# Problem 1
Quote the rows from the one containing "-- select a point on the pink" down through the last row, including both ends.

○ ○ ○

Re: Checksumming RAID?

David Brown <david.brown@xxxxxxxxxxxx> · Tue, 27 Nov 2012 14:05:30 +0100

On 27/11/2012 13:31, Bernd Schubert wrote:
On 11/27/2012 12:20 PM, David Brown wrote:
I can certainly sympathise with you, but I am not sure that data
checksumming would help here.  If your hardware raid sends out nonsense,
then it is going to be very difficult to get anything trustworthy.  The

When a single hardware unit (any kind of block device) in a
raid-level > 0 decides to send wrong data, correct data always can be
reconstructed. You only need to know which unit it is - checksums help
to figure that out.

If checksums (as described in the paper) only "help" to figure that out, 
then they are not good enough - you can only do automatic on-the-fly 
correction if you are /sure/ you know which device is the problem (at 
least for a very high probability of "sure").  I think that adding an 
extra checksum block to the stripe only gives an indication of the 
problem disk (or lower-level raid) - without being sure of the order 
that data hits the different disks (or lower-level raids), I don't think 
it is reliable enough.  (I could be wrong in all this - I'm just waving 
around ideas, and have no experience with big arrays.)

obvious answer here is to throw out the broken hardware raid and use a
system that works - but it is equally obvious that that is easier said
than done!  But I would find it hard to believe that this is a common
issue with hardware raid systems - it goes against the whole point of
data storage.

○ ○ ○

# Problem 2
Print the whole checksumming RAID post above, word for word.

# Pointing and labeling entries
○ ○ ○

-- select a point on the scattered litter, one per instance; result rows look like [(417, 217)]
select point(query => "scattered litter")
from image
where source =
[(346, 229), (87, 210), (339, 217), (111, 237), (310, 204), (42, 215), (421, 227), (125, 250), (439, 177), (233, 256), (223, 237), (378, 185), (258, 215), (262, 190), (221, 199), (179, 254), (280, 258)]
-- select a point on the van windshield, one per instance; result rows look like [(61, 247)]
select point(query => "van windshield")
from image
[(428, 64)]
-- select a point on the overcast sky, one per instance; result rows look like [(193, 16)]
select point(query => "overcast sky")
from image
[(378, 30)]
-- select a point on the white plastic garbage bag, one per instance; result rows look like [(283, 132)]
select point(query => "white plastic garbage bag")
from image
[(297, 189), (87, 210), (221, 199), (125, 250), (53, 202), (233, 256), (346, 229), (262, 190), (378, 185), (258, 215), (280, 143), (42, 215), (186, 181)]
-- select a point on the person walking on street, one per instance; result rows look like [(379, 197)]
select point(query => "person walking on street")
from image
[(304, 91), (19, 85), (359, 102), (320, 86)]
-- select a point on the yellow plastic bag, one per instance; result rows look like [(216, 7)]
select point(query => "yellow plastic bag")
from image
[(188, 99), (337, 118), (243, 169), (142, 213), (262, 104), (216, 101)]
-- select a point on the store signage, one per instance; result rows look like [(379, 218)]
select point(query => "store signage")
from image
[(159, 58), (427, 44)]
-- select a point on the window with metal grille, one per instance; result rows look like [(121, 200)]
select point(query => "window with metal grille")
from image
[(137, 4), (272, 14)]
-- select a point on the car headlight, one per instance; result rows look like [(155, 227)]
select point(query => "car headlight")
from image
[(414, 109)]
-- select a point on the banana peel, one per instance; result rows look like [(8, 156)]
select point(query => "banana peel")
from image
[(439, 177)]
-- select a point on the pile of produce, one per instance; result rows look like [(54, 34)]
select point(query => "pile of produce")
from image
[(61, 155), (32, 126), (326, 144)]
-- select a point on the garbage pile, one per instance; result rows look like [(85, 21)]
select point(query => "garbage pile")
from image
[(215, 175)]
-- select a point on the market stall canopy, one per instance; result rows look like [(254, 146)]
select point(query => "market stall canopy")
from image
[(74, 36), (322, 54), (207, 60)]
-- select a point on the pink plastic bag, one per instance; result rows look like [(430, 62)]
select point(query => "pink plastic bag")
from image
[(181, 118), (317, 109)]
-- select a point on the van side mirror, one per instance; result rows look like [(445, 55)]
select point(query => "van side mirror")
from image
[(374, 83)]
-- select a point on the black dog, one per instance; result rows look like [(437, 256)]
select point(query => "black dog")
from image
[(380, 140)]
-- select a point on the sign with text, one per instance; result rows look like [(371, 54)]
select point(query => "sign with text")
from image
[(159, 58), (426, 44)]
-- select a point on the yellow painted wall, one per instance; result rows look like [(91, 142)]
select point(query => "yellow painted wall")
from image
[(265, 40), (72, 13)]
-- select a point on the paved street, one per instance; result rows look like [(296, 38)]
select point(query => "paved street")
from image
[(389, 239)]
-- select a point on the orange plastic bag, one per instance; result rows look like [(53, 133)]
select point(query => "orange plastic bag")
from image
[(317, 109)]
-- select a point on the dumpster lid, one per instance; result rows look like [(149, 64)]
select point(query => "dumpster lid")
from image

○ ○ ○

# Task solution 1
-- select a point on the pink plastic bag, one per instance; result rows look like [(430, 62)]
select point(query => "pink plastic bag")
from image
[(181, 118), (317, 109)]
-- select a point on the van side mirror, one per instance; result rows look like [(445, 55)]
select point(query => "van side mirror")
from image
[(374, 83)]
-- select a point on the black dog, one per instance; result rows look like [(437, 256)]
select point(query => "black dog")
from image
[(380, 140)]
-- select a point on the sign with text, one per instance; result rows look like [(371, 54)]
select point(query => "sign with text")
from image
[(159, 58), (426, 44)]
-- select a point on the yellow painted wall, one per instance; result rows look like [(91, 142)]
select point(query => "yellow painted wall")
from image
[(265, 40), (72, 13)]
-- select a point on the paved street, one per instance; result rows look like [(296, 38)]
select point(query => "paved street")
from image
[(389, 239)]
-- select a point on the orange plastic bag, one per instance; result rows look like [(53, 133)]
select point(query => "orange plastic bag")
from image
[(317, 109)]
-- select a point on the dumpster lid, one per instance; result rows look like [(149, 64)]
select point(query => "dumpster lid")
from image

# Task solution 2
Re: Checksumming RAID?

David Brown <david.brown@xxxxxxxxxxxx> · Tue, 27 Nov 2012 14:05:30 +0100

On 27/11/2012 13:31, Bernd Schubert wrote:
On 11/27/2012 12:20 PM, David Brown wrote:
I can certainly sympathise with you, but I am not sure that data
checksumming would help here.  If your hardware raid sends out nonsense,
then it is going to be very difficult to get anything trustworthy.  The

When a single hardware unit (any kind of block device) in a
raid-level > 0 decides to send wrong data, correct data always can be
reconstructed. You only need to know which unit it is - checksums help
to figure that out.

If checksums (as described in the paper) only "help" to figure that out, 
then they are not good enough - you can only do automatic on-the-fly 
correction if you are /sure/ you know which device is the problem (at 
least for a very high probability of "sure").  I think that adding an 
extra checksum block to the stripe only gives an indication of the 
problem disk (or lower-level raid) - without being sure of the order 
that data hits the different disks (or lower-level raids), I don't think 
it is reliable enough.  (I could be wrong in all this - I'm just waving 
around ideas, and have no experience with big arrays.)

obvious answer here is to throw out the broken hardware raid and use a
system that works - but it is equally obvious that that is easier said
than done!  But I would find it hard to believe that this is a common
issue with hardware raid systems - it goes against the whole point of
data storage.